----- DATA EXTRACT -----

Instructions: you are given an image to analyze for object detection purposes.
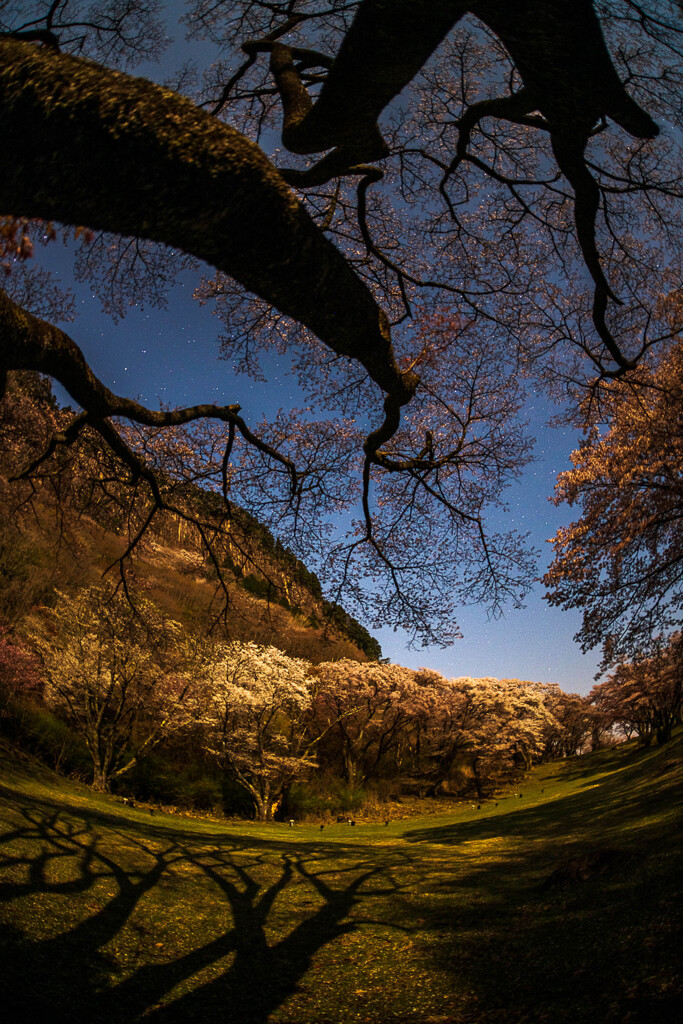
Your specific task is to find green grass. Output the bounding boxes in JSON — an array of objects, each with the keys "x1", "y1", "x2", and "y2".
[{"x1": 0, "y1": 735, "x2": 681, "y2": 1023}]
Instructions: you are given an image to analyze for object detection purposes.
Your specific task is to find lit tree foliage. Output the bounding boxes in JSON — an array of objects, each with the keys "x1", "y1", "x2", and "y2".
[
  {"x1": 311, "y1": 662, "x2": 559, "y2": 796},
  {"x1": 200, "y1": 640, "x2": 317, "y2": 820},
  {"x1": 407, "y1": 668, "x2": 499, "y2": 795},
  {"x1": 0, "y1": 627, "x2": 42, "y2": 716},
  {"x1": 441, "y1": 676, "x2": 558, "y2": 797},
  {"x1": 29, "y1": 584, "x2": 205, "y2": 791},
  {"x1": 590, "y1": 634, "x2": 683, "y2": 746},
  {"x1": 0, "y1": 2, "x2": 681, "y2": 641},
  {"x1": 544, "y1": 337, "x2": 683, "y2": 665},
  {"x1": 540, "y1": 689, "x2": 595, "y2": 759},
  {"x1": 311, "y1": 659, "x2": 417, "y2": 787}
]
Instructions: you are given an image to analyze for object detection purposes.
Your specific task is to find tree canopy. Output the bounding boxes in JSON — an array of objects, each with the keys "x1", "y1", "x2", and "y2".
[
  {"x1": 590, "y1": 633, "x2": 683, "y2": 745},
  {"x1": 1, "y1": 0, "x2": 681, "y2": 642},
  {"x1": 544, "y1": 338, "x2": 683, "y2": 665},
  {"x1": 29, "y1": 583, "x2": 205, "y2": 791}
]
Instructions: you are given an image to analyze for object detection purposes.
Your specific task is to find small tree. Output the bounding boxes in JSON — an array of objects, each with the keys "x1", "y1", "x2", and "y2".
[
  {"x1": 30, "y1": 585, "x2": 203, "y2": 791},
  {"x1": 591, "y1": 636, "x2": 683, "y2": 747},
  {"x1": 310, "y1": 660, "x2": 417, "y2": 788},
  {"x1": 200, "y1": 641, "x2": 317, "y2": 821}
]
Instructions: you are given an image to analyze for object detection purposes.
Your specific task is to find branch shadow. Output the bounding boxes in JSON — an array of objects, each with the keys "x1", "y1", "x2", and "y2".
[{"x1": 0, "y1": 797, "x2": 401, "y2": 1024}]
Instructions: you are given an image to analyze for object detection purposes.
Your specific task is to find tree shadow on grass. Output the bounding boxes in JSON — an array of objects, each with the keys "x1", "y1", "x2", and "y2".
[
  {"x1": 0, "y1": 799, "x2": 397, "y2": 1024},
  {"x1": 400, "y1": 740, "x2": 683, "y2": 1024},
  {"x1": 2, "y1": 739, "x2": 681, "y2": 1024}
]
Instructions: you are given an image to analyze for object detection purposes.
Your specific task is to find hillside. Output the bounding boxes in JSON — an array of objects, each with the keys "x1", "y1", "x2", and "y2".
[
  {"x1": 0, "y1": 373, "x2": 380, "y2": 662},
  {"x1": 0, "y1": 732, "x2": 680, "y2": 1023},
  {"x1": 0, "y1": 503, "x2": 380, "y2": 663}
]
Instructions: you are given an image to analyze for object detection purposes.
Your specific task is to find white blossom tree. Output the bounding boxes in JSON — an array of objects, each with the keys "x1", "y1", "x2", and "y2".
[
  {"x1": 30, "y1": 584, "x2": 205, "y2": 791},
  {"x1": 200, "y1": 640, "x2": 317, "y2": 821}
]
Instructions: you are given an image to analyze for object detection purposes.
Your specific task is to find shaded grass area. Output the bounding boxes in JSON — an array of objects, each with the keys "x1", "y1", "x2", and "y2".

-----

WHAT TO PRODUCE ▸ The answer is the listing above repeated verbatim, minus its images.

EXERCISE OUTPUT ▸
Instructions: you are given an image to analyze for object detection purposes.
Your specific task is to find green grass. Output the bounding boxes in JSON — an array of objects, each with the keys "x1", "y1", "x2", and "y2".
[{"x1": 0, "y1": 735, "x2": 681, "y2": 1023}]
Instructions: you are given an image to analyze for object detection purposes.
Your specific task is to find lit tree foliage. Output the bounding boxes in JSON — an array of objects, each with the keys "x1", "y1", "x2", and "y2".
[
  {"x1": 311, "y1": 662, "x2": 559, "y2": 796},
  {"x1": 200, "y1": 640, "x2": 317, "y2": 820},
  {"x1": 407, "y1": 668, "x2": 499, "y2": 795},
  {"x1": 0, "y1": 627, "x2": 42, "y2": 716},
  {"x1": 441, "y1": 676, "x2": 558, "y2": 797},
  {"x1": 29, "y1": 584, "x2": 205, "y2": 791},
  {"x1": 590, "y1": 634, "x2": 683, "y2": 746},
  {"x1": 0, "y1": 2, "x2": 681, "y2": 641},
  {"x1": 544, "y1": 337, "x2": 683, "y2": 665},
  {"x1": 540, "y1": 689, "x2": 595, "y2": 759},
  {"x1": 311, "y1": 659, "x2": 417, "y2": 787}
]
Instructions: you are given an image to analyze for object detection purposes.
Your specific task is to find tree canopy. Output the bounding boxes in JSON — an array of objects, each with the keys "x1", "y1", "x2", and "y2".
[
  {"x1": 590, "y1": 633, "x2": 683, "y2": 745},
  {"x1": 1, "y1": 0, "x2": 681, "y2": 642},
  {"x1": 544, "y1": 338, "x2": 683, "y2": 665},
  {"x1": 29, "y1": 583, "x2": 205, "y2": 791}
]
Instructions: you are given an image to analyze for object detection purposes.
Your specific task is to find small tree. Output the bounding boxes in JSON — an array of objects, each with the keys "x1", "y1", "x2", and "y2".
[
  {"x1": 30, "y1": 585, "x2": 203, "y2": 791},
  {"x1": 591, "y1": 636, "x2": 683, "y2": 747},
  {"x1": 310, "y1": 660, "x2": 417, "y2": 788},
  {"x1": 200, "y1": 641, "x2": 317, "y2": 821}
]
Instructions: you are given an image to analyze for object detection purposes.
Your specific task is to find branch shadow. Output the bounding boxes in JSON — an array of objects, each with the keys "x1", "y1", "x2", and "y2".
[{"x1": 0, "y1": 797, "x2": 401, "y2": 1024}]
Instructions: you are given an image to analyze for object detection purposes.
Your specific task is to find tree shadow on grass. Output the bounding boxes in JSON — an array of objects, each with the keys "x1", "y1", "x2", and "y2".
[
  {"x1": 0, "y1": 799, "x2": 397, "y2": 1024},
  {"x1": 400, "y1": 740, "x2": 683, "y2": 1024},
  {"x1": 2, "y1": 739, "x2": 681, "y2": 1024}
]
Instructions: you are given an image to analyze for object detection purposes.
Your specific task is to find hillside. Output the bounding boxes in JSON — an array of objects, each with the keys "x1", "y1", "x2", and "y2".
[
  {"x1": 0, "y1": 373, "x2": 380, "y2": 662},
  {"x1": 0, "y1": 732, "x2": 680, "y2": 1023},
  {"x1": 0, "y1": 503, "x2": 380, "y2": 663}
]
Instructions: you are given an image to analyze for object detection purposes.
Your specific task is to find white blossom tree. Output the bounding boxes in JSON — an array of objects, each with the keys "x1", "y1", "x2", and "y2".
[
  {"x1": 30, "y1": 584, "x2": 205, "y2": 791},
  {"x1": 200, "y1": 640, "x2": 317, "y2": 821}
]
Instructions: you are given an image to analyze for object detection purposes.
Your specific task is to find shaded grass area. Output the bounding boxes in JSON — an array of objects, each with the keys "x1", "y1", "x2", and "y2".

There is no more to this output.